DOCUMENT SECTION.
▼▼▼
Sure! I just thought I'd provide at least one example of how we would say it!


----------



## Qureshpor

*Further to my last!

1) paanii ThaNDaa thaa  The water was cold.

2) paanii garm kiyaa gayaa  The water was heated.

3) paanii garm ho gayaa  The water became hot.

4) paanii garm hai  The water is hot.

If we were asked to describe the condition/state of the water in 1-4, we would offer the following descriptions.

1) ThaNDaa paanii

2) garm kiyaa gayaa hu'aa paanii

3) garm ho gayaa hu'aa paanii

4) garm paanii

Now, please take a look at the sentence below.

jab maiN biimaar hu'aa to mujh meN uTh kar baiThne kii taaqat bhii nahiiN thii.

When I became ill, I did not even have the energy to get up and sit down.

Here "hu'aa" can be replaced by 'ho gayaa" because both "hu'aa" and "ho gayaa"  mean "became".

Therefore, in 3) ** garm ho gayaa hu'aa paanii is equivalent to
**garm  hu'aa **hu'aa** paanii **

Consequently, "biimaar ho gayaa huaa aadamii" is the same as
                           "biimaar hu'aa hu'aa aadamii".

                            "Kharaab ho ga'ii hu'iiN kitaabeN" is the same as
                            "Kharaab hu'ii hu'iiN  kitaabeN".
▲▲▲
GIVEN RECORDS.
▼▼▼
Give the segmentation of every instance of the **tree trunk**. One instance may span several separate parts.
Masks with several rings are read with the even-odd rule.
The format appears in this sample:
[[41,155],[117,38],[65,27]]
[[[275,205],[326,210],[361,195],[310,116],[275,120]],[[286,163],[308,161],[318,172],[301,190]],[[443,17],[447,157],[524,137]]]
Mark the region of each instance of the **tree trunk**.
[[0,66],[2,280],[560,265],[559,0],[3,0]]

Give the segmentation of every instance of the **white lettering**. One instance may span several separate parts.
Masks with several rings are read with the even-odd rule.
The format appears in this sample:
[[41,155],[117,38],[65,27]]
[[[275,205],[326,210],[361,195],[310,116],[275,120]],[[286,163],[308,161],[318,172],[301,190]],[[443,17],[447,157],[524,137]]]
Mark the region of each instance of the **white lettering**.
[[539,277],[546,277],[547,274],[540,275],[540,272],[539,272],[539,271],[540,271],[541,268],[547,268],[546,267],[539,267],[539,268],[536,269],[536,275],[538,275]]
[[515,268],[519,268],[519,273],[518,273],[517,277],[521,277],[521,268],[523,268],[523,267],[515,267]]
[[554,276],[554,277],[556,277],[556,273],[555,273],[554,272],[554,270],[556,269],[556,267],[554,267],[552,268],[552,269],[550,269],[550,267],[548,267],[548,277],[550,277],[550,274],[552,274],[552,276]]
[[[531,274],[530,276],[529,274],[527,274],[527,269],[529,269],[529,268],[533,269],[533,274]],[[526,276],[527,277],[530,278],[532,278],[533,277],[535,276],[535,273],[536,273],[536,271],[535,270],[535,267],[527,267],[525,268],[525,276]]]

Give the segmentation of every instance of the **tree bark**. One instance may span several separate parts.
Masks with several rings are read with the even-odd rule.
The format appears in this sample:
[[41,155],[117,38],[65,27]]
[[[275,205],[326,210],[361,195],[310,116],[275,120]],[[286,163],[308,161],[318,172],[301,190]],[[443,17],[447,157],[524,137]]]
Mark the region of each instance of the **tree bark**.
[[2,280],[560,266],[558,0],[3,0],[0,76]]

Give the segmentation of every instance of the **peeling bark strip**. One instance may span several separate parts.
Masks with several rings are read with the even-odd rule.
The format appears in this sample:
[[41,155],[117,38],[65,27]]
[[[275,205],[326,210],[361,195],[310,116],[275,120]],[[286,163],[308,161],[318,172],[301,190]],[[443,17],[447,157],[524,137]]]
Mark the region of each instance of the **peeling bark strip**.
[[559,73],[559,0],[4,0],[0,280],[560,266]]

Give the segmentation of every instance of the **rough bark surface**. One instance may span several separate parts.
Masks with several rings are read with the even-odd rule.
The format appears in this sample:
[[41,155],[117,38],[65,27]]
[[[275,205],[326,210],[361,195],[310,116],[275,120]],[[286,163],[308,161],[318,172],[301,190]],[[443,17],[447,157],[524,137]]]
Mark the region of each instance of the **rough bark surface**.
▲▲▲
EXERCISES.
a) From the grammar post, list the English translations given for the four numbered sentences about water.
b) Write out the grammar post's text between "## Qureshpor" and "water became hot.", inclusive.
c) Answer these questions using the grammar post:
(i) What English translation does it give for "paanii garm hai"?
(ii) Which two expressions does it say both mean "became"?
(iii) What does it say "biimaar ho gayaa huaa aadamii" is the same as?

SOLUTIONS TO THE EXERCISE.
a)
The water was cold.
The water was heated.
The water became hot.
The water is hot.

b)
## Qureshpor

*Further to my last!

1) paanii ThaNDaa thaa  The water was cold.

2) paanii garm kiyaa gayaa  The water was heated.

3) paanii garm ho gayaa  The water became hot.

c)
(i) The water is hot.
(ii) "hu'aa" and "ho gayaa"
(iii) "biimaar hu'aa hu'aa aadamii"